▶ TAREFA PROPOSTA A: Copie sem alterações as linhas, começando pela primeira delas e encerrando após a linha que contém "[(314, 1296)]".

▶ ARTIGO:

------------------------------------------------------------

O presidente dos EUA tem enviado correspondências semelhantes a outros líderes internacionais, com propostas de aumento de tarifas e revisão de acordos comerciais. O Brasil foi o país com a maior tarifa anunciada até o momento (50%), acima das impostas à China (35%) e ao México (30%).
Mesmo com o tom duro, Trump deixou aberta a possibilidade de diálogo no futuro.“Posso negociar com Lula em algum momento, mas não agora”, afirmou nesta sexta-feira (11).
O que vem pela frente?
Especialistas em comércio internacional consideram que o momento é delicado. O Brasil pode tentar resolver o impasse na Organização Mundial do Comércio (OMC), mas o processo é longo. Internamente, o governo já prepara uma lista de produtos americanos que podem ser tarifados em resposta. O Itamaraty também estuda ações diplomáticas coordenadas com parceiros sul-americanos e europeus.
Enquanto isso, governadores dos estados brasileiros mais afetados pressionam Brasília para que medidas emergenciais sejam adotadas. São Paulo, Rio de Janeiro e Espírito Santo já sinalizaram preocupação com os impactos em suas cadeias industriais e receitas portuárias.
Independentemente dos próximos passos, o cenário aponta para uma guerra comercial com efeitos reais sobre a economia brasileira, especialmente nos estados onde a ligação com o mercado americano é mais forte. A relação entre Brasil e Estados Unidos, marcada historicamente por altos e baixos, entra em mais um capítulo de tensão.

------------------------------------------------------------

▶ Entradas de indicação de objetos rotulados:
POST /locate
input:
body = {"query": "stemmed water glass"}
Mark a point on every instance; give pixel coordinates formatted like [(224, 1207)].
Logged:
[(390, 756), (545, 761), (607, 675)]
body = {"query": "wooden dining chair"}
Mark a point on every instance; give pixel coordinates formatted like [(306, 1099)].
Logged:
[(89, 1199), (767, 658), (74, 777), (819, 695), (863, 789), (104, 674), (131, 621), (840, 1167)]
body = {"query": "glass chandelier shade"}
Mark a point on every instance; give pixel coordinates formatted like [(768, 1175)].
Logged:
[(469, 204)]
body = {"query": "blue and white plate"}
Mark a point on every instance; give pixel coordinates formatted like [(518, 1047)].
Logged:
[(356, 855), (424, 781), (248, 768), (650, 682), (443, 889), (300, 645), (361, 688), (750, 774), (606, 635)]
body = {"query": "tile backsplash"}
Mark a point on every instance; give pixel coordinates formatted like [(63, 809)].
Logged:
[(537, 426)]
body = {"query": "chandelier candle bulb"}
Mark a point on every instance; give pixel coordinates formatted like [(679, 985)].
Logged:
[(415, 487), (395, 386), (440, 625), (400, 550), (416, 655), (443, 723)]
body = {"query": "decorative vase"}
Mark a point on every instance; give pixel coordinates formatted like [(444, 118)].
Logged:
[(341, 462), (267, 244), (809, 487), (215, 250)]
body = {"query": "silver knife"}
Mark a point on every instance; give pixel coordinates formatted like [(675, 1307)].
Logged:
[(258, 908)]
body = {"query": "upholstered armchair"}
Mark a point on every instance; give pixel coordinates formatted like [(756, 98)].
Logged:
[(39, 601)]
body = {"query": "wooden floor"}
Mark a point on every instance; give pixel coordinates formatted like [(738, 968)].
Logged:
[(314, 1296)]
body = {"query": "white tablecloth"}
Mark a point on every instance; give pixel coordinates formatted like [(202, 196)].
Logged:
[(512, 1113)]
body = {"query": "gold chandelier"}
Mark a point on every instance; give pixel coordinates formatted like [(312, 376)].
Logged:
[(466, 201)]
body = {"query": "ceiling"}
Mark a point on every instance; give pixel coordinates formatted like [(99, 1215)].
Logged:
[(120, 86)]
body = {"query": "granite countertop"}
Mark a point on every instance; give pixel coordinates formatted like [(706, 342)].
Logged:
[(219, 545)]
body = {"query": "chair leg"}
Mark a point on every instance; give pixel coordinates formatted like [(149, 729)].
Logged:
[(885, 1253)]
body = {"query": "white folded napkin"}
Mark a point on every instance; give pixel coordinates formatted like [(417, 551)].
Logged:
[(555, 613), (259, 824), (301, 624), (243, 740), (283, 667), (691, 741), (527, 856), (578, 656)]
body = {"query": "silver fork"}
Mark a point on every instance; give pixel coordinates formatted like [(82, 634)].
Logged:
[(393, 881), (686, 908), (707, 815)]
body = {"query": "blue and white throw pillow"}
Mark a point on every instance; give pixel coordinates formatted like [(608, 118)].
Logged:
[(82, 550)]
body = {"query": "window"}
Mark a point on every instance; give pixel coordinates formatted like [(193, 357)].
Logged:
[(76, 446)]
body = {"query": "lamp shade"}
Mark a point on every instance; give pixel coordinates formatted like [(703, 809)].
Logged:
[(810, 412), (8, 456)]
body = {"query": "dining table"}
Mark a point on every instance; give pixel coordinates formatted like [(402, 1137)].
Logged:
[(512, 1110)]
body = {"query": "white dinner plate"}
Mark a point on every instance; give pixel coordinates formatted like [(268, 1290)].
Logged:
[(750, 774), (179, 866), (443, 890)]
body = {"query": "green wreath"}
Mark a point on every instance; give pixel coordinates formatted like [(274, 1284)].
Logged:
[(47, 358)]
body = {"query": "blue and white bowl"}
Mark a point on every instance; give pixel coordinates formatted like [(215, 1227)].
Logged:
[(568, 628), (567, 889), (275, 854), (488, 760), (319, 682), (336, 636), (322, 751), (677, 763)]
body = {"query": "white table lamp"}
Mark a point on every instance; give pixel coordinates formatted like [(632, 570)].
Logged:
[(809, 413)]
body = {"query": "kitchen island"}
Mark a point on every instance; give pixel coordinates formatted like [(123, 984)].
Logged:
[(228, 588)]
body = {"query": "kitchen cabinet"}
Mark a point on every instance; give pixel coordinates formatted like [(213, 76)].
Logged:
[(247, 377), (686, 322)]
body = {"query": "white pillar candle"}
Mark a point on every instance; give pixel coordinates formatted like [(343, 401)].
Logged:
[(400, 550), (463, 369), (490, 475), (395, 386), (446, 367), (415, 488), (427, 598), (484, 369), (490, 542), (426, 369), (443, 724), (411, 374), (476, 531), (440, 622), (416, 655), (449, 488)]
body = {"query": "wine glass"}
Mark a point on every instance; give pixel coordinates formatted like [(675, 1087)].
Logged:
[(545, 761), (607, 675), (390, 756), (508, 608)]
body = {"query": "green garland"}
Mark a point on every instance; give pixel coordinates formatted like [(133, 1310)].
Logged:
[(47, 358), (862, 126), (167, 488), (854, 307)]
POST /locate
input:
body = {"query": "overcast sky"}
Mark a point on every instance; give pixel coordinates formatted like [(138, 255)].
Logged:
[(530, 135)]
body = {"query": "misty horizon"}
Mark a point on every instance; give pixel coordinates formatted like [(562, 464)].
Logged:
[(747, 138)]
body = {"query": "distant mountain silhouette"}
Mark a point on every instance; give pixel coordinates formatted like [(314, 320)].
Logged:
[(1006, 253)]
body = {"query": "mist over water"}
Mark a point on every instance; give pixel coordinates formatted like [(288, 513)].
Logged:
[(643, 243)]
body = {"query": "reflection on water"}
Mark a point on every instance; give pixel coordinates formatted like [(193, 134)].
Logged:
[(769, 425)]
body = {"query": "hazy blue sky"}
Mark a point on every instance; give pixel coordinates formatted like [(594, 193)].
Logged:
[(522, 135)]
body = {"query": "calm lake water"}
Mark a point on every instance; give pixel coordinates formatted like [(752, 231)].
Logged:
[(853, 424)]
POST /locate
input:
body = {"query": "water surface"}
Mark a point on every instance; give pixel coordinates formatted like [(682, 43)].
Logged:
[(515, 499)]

------------------------------------------------------------

▶ TAREFA PROPOSTA B: Reproduza literalmente o trecho do artigo sobre as tarifas, começando nas palavras "O presidente dos" e terminando após "nesta sexta-feira (11).".

▶ RESPOSTA ESPERADA A:
POST /locate
input:
body = {"query": "stemmed water glass"}
Mark a point on every instance; give pixel coordinates formatted like [(224, 1207)].
Logged:
[(390, 756), (545, 761), (607, 675)]
body = {"query": "wooden dining chair"}
Mark a point on every instance; give pixel coordinates formatted like [(306, 1099)].
Logged:
[(89, 1199), (767, 658), (74, 777), (819, 695), (863, 789), (104, 674), (131, 621), (840, 1167)]
body = {"query": "glass chandelier shade"}
Mark a point on every instance; give pixel coordinates formatted like [(768, 1175)].
Logged:
[(469, 204)]
body = {"query": "blue and white plate"}
Mark a point on every instance; give pixel coordinates formatted like [(518, 1047)].
Logged:
[(356, 855), (424, 781), (248, 768), (650, 682), (443, 889), (300, 645), (361, 688), (750, 774), (606, 635)]
body = {"query": "tile backsplash"}
Mark a point on every instance; give pixel coordinates formatted like [(63, 809)].
Logged:
[(537, 426)]
body = {"query": "chandelier candle bulb"}
Mark a point on every instance; give pixel coordinates formatted like [(679, 985)].
Logged:
[(415, 487), (395, 386), (440, 625), (400, 550), (416, 655), (443, 723)]
body = {"query": "decorative vase"}
Mark a point on every instance; give pixel coordinates formatted like [(444, 118)].
Logged:
[(341, 462), (267, 244), (809, 487), (215, 250)]
body = {"query": "silver knife"}
Mark a point on every instance; give pixel coordinates formatted like [(675, 1307)].
Logged:
[(258, 908)]
body = {"query": "upholstered armchair"}
Mark a point on every instance; give pixel coordinates formatted like [(756, 98)].
Logged:
[(39, 601)]
body = {"query": "wooden floor"}
Mark a point on every instance; give pixel coordinates formatted like [(738, 968)].
Logged:
[(314, 1296)]

▶ RESPOSTA ESPERADA B:
O presidente dos EUA tem enviado correspondências semelhantes a outros líderes internacionais, com propostas de aumento de tarifas e revisão de acordos comerciais. O Brasil foi o país com a maior tarifa anunciada até o momento (50%), acima das impostas à China (35%) e ao México (30%).
Mesmo com o tom duro, Trump deixou aberta a possibilidade de diálogo no futuro.“Posso negociar com Lula em algum momento, mas não agora”, afirmou nesta sexta-feira (11).